Stored dataset items:
# # # # # # #
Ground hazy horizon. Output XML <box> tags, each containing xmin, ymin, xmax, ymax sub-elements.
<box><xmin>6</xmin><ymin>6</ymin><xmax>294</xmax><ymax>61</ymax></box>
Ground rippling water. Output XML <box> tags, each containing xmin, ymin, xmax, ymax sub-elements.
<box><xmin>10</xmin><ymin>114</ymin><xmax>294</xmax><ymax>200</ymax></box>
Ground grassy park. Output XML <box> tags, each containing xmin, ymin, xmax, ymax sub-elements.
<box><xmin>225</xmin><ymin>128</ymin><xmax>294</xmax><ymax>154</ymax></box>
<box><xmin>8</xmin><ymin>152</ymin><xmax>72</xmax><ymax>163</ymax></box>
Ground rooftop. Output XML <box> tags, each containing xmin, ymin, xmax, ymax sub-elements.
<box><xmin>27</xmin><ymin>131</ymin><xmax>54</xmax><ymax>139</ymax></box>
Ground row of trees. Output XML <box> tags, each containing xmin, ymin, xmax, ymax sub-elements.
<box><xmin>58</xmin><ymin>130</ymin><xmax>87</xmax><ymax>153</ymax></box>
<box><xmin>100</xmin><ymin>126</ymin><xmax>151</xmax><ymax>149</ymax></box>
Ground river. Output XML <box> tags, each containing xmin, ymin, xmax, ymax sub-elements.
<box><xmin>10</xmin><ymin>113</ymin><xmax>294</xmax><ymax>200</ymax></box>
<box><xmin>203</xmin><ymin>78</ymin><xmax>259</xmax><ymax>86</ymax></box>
# # # # # # #
Your task = Update the items above by changing "river" to "stream" wherever it appears, and keep everything else unchanged.

The completed task =
Ground hazy horizon. Output XML <box> tags, each containing xmin, ymin, xmax, ymax sub-elements.
<box><xmin>6</xmin><ymin>6</ymin><xmax>294</xmax><ymax>61</ymax></box>
Ground rippling water. Output XML <box> tags, each containing xmin, ymin, xmax, ymax sub-elements.
<box><xmin>10</xmin><ymin>114</ymin><xmax>294</xmax><ymax>200</ymax></box>
Ground grassy park. Output XML <box> tags, each containing xmin, ymin, xmax, ymax sub-elements.
<box><xmin>225</xmin><ymin>128</ymin><xmax>294</xmax><ymax>154</ymax></box>
<box><xmin>8</xmin><ymin>152</ymin><xmax>72</xmax><ymax>163</ymax></box>
Ground rooftop. Output XML <box> tags, each containing xmin, ymin, xmax, ymax sub-elements.
<box><xmin>27</xmin><ymin>131</ymin><xmax>54</xmax><ymax>139</ymax></box>
Ground row of trees. Output XML <box> tags, each containing xmin, ymin, xmax, ymax sub-elements.
<box><xmin>58</xmin><ymin>130</ymin><xmax>87</xmax><ymax>153</ymax></box>
<box><xmin>100</xmin><ymin>126</ymin><xmax>151</xmax><ymax>149</ymax></box>
Ground stream. Output XML <box> tags, each containing xmin, ymin, xmax, ymax sub-elements.
<box><xmin>10</xmin><ymin>113</ymin><xmax>294</xmax><ymax>200</ymax></box>
<box><xmin>203</xmin><ymin>78</ymin><xmax>259</xmax><ymax>86</ymax></box>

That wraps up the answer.